**MATERIAL PROVIDED**

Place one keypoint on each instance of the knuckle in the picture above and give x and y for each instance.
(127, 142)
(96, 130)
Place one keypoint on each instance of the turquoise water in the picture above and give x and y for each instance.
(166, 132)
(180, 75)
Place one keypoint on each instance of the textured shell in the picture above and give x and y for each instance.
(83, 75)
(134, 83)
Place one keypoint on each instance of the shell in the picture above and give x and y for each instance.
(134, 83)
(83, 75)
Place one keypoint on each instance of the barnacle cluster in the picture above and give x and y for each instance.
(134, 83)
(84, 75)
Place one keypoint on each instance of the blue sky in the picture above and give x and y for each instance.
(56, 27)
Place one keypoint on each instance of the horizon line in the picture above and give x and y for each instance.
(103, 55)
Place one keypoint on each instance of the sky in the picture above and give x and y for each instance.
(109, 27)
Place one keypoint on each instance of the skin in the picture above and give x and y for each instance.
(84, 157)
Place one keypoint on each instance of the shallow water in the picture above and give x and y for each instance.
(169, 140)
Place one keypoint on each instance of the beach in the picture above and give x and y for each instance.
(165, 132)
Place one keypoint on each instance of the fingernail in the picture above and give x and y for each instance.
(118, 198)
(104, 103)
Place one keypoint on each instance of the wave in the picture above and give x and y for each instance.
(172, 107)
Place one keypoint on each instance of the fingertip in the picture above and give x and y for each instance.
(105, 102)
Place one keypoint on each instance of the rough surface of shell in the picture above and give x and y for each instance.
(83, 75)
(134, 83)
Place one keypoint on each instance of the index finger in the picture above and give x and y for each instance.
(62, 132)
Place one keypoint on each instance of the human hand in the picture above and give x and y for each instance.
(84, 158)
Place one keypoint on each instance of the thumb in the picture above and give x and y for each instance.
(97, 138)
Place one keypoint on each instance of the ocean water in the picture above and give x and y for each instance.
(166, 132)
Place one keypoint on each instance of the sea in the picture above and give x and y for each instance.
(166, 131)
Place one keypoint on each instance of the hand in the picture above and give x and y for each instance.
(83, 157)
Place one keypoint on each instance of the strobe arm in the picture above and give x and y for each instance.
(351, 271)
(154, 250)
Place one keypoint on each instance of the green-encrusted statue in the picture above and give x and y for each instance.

**YOUR ASSIGNMENT**
The answer must reproduce all of the entries exactly.

**EXERCISE ANSWER**
Place one keypoint on each instance of the knuckle in the picture above and give x and y for each instance.
(127, 142)
(96, 130)
Place one keypoint on each instance of the turquoise water in the picture above and give x and y for each instance.
(166, 132)
(180, 75)
Place one keypoint on each instance of the textured shell in the picture above and give x and y for each instance.
(83, 75)
(134, 83)
Place one keypoint on each instance of the shell in the picture above and give x and y for each instance.
(134, 83)
(83, 75)
Place one keypoint on each instance of the barnacle cluster in the picture above and give x and y for each instance.
(134, 83)
(84, 75)
Place one keypoint on each instance of the blue sky in the picture above and give x and y for each instance.
(56, 27)
Place one keypoint on each instance of the horizon line in the picture above and give x and y for each instance.
(103, 55)
Place one keypoint on each instance of the sky in the picture above and give x and y for each instance.
(109, 27)
Place one keypoint on each instance of the skin in the picture above and give x and y for each instance.
(84, 157)
Place one keypoint on each instance of the shallow water in the picture above and give x and y for each instance.
(169, 140)
Place one keypoint on each instance of the beach in the picture above and give x and y for each instance.
(165, 132)
Place one keypoint on each instance of the fingernail in the picture above and give x and y for each instance.
(118, 198)
(104, 103)
Place one keypoint on each instance of the wave in the picture above and give x and y for each instance.
(172, 107)
Place one keypoint on each instance of the fingertip in the picture above and give x and y for each instance.
(105, 102)
Place one keypoint on each instance of the rough surface of shell in the picture above and give x and y for each instance.
(83, 75)
(134, 83)
Place one keypoint on each instance of the index finger in the picture above and give x and y for each instance.
(62, 132)
Place one keypoint on each instance of the human hand in the picture above and give x and y for each instance.
(84, 158)
Place one keypoint on each instance of the thumb in the picture above and give x and y for each instance.
(97, 138)
Place one keypoint on each instance of the ocean water in the picture above and give x and y for each instance.
(166, 132)
Place one keypoint on each instance of the sea in the picture above and give x and y for each instance.
(166, 131)
Place one keypoint on each instance of the hand in the picture above and give x and y for each instance.
(83, 157)
Place one keypoint on each instance of the strobe arm in the picture above and give x and y for each instance.
(351, 271)
(154, 250)
Place one keypoint on each instance of the green-encrusted statue in the picture above and give x and y for each instance.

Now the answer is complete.